## WORK INSTRUCTION
The complete listing, repeated precisely, must form the answer.

## RECORDS TO USE

--

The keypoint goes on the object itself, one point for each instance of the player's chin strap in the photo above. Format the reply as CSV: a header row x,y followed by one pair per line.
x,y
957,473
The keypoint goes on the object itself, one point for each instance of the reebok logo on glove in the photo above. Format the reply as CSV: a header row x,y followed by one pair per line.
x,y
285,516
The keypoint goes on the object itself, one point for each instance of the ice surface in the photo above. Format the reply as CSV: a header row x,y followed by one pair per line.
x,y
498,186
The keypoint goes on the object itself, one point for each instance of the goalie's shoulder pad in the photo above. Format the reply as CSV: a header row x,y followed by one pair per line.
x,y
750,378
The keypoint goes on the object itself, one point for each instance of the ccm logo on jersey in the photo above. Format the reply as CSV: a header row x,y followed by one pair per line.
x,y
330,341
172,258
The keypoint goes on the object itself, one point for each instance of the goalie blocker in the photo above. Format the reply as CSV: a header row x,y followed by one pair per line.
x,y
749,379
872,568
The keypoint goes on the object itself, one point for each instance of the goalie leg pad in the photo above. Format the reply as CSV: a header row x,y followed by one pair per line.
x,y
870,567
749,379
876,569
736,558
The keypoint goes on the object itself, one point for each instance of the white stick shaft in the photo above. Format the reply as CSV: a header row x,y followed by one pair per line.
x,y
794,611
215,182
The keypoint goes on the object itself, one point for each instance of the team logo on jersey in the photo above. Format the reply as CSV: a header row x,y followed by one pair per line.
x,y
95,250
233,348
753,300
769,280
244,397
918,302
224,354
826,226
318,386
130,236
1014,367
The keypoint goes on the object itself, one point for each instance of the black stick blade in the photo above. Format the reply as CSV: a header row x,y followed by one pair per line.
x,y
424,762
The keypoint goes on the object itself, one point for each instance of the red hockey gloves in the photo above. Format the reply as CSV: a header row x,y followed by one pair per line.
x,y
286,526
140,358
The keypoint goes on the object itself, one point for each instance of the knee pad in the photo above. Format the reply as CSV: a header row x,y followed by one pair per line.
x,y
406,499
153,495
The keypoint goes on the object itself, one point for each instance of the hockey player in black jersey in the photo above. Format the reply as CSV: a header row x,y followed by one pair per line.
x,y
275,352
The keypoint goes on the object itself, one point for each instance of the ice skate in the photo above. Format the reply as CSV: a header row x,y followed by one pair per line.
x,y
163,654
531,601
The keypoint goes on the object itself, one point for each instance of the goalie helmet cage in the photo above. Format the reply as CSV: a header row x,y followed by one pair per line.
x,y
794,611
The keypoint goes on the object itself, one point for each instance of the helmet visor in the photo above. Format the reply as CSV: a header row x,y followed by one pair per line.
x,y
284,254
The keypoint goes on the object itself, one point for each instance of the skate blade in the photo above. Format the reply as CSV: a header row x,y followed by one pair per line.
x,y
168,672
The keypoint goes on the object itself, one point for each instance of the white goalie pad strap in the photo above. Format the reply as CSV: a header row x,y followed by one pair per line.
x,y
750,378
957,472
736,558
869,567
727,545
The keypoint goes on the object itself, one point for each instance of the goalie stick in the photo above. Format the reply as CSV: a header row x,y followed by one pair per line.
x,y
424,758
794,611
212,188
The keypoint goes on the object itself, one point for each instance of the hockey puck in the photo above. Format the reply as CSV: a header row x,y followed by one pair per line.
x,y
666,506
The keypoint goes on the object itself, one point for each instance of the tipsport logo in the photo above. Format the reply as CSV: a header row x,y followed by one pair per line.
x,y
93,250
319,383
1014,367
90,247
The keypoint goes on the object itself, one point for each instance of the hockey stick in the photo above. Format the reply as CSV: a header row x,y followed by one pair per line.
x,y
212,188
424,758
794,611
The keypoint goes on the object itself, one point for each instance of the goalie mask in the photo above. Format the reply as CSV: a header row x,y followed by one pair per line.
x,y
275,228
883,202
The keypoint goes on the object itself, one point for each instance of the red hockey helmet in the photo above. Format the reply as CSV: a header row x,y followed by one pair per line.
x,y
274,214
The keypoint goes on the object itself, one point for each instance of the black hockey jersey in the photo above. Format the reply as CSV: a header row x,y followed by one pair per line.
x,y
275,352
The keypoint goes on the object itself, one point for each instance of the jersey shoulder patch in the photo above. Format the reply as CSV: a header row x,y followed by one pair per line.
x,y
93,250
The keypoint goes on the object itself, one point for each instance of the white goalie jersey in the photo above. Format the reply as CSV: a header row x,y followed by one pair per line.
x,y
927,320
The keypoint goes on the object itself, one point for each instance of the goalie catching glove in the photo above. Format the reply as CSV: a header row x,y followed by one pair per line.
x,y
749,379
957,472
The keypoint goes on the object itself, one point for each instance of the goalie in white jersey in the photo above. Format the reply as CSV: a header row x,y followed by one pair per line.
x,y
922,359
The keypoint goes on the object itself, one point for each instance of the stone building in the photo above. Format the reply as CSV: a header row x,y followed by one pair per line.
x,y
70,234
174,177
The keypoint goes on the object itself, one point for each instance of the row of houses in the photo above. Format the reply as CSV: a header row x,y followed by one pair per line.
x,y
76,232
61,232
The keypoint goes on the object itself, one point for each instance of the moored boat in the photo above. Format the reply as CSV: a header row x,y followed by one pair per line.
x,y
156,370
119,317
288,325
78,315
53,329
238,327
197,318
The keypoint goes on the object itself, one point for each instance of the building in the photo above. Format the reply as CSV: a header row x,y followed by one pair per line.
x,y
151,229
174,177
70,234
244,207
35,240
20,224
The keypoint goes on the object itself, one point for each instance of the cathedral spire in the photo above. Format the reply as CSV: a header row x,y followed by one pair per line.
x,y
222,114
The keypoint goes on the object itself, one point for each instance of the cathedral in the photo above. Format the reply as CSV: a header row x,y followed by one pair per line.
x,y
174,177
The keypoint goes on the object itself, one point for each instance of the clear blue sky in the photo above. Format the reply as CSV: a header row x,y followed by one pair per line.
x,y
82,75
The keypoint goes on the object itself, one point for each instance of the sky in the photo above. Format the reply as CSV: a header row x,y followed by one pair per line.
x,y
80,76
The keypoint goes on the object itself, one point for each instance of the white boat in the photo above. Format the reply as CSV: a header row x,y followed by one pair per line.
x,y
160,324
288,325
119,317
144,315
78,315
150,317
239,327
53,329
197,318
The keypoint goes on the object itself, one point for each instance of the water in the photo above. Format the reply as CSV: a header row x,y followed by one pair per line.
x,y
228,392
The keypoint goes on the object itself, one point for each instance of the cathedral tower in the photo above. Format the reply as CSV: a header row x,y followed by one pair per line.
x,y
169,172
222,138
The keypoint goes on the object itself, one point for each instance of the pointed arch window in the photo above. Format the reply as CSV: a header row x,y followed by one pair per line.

--

## RESULT OF THE TASK
The keypoint goes on the object itself, one point for each instance of the player's chin strap in the photo above. Format the reply as CSV: a header row x,y followed by one pair per line.
x,y
957,473
The keypoint goes on the object itself, one point for each instance of the reebok logo on glove in the photo above. Format the reply as CSV: a header row x,y followed by one pair per line.
x,y
285,516
The keypoint goes on the object itself, one point for each instance of the ice surface in the photo above. Format the reply as CSV: a header row x,y followed by one pair per line.
x,y
498,186
The keypoint goes on the object itself, one point for each instance of the goalie's shoulder pad in the photo above. Format the reply as CSV: a header row x,y followed by one pair per line.
x,y
750,378
The keypoint goes on the object itself, one point for each instance of the ccm logo on jersey in the photo above. Format the reply as CSV: a header row x,y followed by one pair per line.
x,y
330,341
172,258
The keypoint goes on the object itself, one point for each instance of the goalie blocker in the photo above. Format the reply as CSV: a header row x,y followed by one pair per line.
x,y
749,379
872,568
The keypoint goes on the object itself, one point for each instance of the goalie leg pad in the photo above. Format the reply as CSV: a header row x,y followed by one pair per line.
x,y
870,567
749,379
876,569
736,558
The keypoint goes on the object itself, one point for each instance of the white stick shaft in the photo above. Format the reply as CSV: a header row x,y followed by one pair per line.
x,y
794,611
215,182
The keypoint goes on the object itself, one point for each instance of the team logo on jersey in the photo above. Format the reply as CSV: a header row x,y followed by one pair per line.
x,y
95,250
233,348
753,300
769,280
244,397
918,302
224,354
826,226
318,386
130,236
1014,367
The keypoint goes on the object itself, one point for each instance of the black stick blade in the photo above. Format the reply as CSV: a header row x,y followed by one pair per line.
x,y
424,762
The keypoint goes on the object itself, one point for each instance of the red hockey gloves in the photo above. Format the reply as CSV: a header row x,y followed by one pair per line.
x,y
286,526
140,358
The keypoint goes on the object itself, one point for each instance of the knee pad in the photo above. Format the reply as CSV: a header row x,y followed by one pair per line.
x,y
406,499
153,495
The keypoint goes on the object itself, one point for each instance of the hockey player in black jersey in the photo above. Format the reply as CSV: a header row x,y followed by one pair per line.
x,y
275,352
The keypoint goes on the object itself, one point for each instance of the ice skate in the photo above. Format the reply as CSV: a header row x,y followed by one pair per line.
x,y
163,654
531,601
The keypoint goes on the object itself, one point for each instance of the goalie helmet cage in the photo above. Format the reply as CSV: a header row x,y followed by one pair per line.
x,y
794,611
The keypoint goes on the object itself, one point for each instance of the helmet visor in the photo above. Format the reply as CSV: a header row x,y followed by one pair per line.
x,y
284,254
The keypoint goes on the object itself, one point for each instance of the skate blade in the photo above. Format the reply as CSV: a header row x,y followed by one pair per line.
x,y
168,672
The keypoint goes on the object itself, one point for each instance of the white goalie pad strap in the photo above. Format the reply as CSV: a header row x,y followed by one pair per line.
x,y
750,378
957,472
736,558
869,567
727,545
The keypoint goes on the object itself, one point for each instance of the goalie stick in the photo above. Format the reply as CSV: a header row x,y followed by one pair per line.
x,y
424,758
794,611
212,188
The keypoint goes on the object itself, one point for each instance of the hockey puck in the photo above. Format the reply as CSV: a header row x,y followed by one pair per line.
x,y
666,506
The keypoint goes on the object itself, one point for each instance of the tipsport logo in the photo above. Format the reply as CSV: a header row x,y followed by one pair per line.
x,y
93,250
319,383
1014,367
90,247
The keypoint goes on the object itself, one point for each instance of the hockey stick in the photo above. Format the reply as CSV: a header row x,y followed by one pair per line.
x,y
212,188
424,758
794,611
The keypoint goes on the object itself, one point for each instance of the goalie mask in the photo above. Format the reply as CSV: a header row x,y followed by one pair per line.
x,y
275,228
883,202
The keypoint goes on the object itself, one point for each instance of the red hockey helmet in the photo above. Format the reply as CSV: a header row x,y followed by one pair per line.
x,y
274,214
The keypoint goes on the object itself, one point for each instance of the black hockey jersey in the photo above. Format the reply as CSV: a header row x,y followed by one pair per line.
x,y
275,352
The keypoint goes on the object itself, one point for each instance of the jersey shoulder patch in the photo above. Format the reply as CSV: a header row x,y followed by one pair per line.
x,y
93,250
The keypoint goes on the object itself, one point for each instance of the white goalie jersey in the photo above. Format the reply as CSV: a header row x,y followed by one pair per line.
x,y
927,320
The keypoint goes on the object itself, one point for each instance of the goalie catching glove in the photo above. Format the reply as CSV: a header row x,y followed by one pair per line.
x,y
749,379
957,472
The keypoint goes on the object itself, one point for each instance of the goalie in white jersey in the photo above. Format the reply as CSV: a header row x,y followed by one pair per line.
x,y
922,359
The keypoint goes on the object itself, one point for each instance of the stone building in the photo above. Format the reply as CSV: a header row x,y followed by one pair per line.
x,y
70,234
174,177
The keypoint goes on the object itself, one point for each instance of the row of houses in the photo above. Format the reply as CSV: a header row x,y followed by one pair per line.
x,y
76,232
61,232
The keypoint goes on the object itself, one point for each instance of the moored boat in the photo above. Format the reply as CSV: a header row x,y followed by one pair per line.
x,y
156,370
119,317
288,325
78,315
53,329
238,327
197,318
The keypoint goes on the object itself, one point for each instance of the building in the photo above. Format the reply as CSV: a header row x,y followed by one pair per line.
x,y
151,229
174,177
70,234
244,207
35,240
20,224
The keypoint goes on the object itself, one point for each instance of the cathedral spire in the photo above. Format the reply as CSV: a header row x,y followed by one pair per line.
x,y
222,114
The keypoint goes on the object itself, one point for each instance of the cathedral in the photo above. Format the reply as CSV: a header row x,y followed by one pair per line.
x,y
174,177
The keypoint goes on the object itself, one point for each instance of the clear blue sky in the photo above. Format the reply as CSV: a header row x,y followed by one pair per line.
x,y
82,75
The keypoint goes on the object itself, one point for each instance of the sky in the photo above. Format the reply as CSV: a header row x,y followed by one pair per line.
x,y
80,76
The keypoint goes on the object itself, one point for each instance of the white boat in the photo above. Format the reply as CSV: a header row x,y followed by one pair per line.
x,y
160,324
288,325
119,317
144,315
78,315
150,317
239,327
53,329
197,318
The keypoint goes on the object itself, one point for each instance of the water in the photo above. Format the reply as CSV: a header row x,y followed by one pair per line.
x,y
228,392
The keypoint goes on the object itself, one point for each instance of the cathedral tower in the photo above. Format the reply as CSV: a header row x,y followed by one pair per line.
x,y
169,172
222,138
The keypoint goes on the object itself, one point for each instance of the pointed arch window in the photo above. Format the reply as CSV: a header row x,y followed by one pair per line.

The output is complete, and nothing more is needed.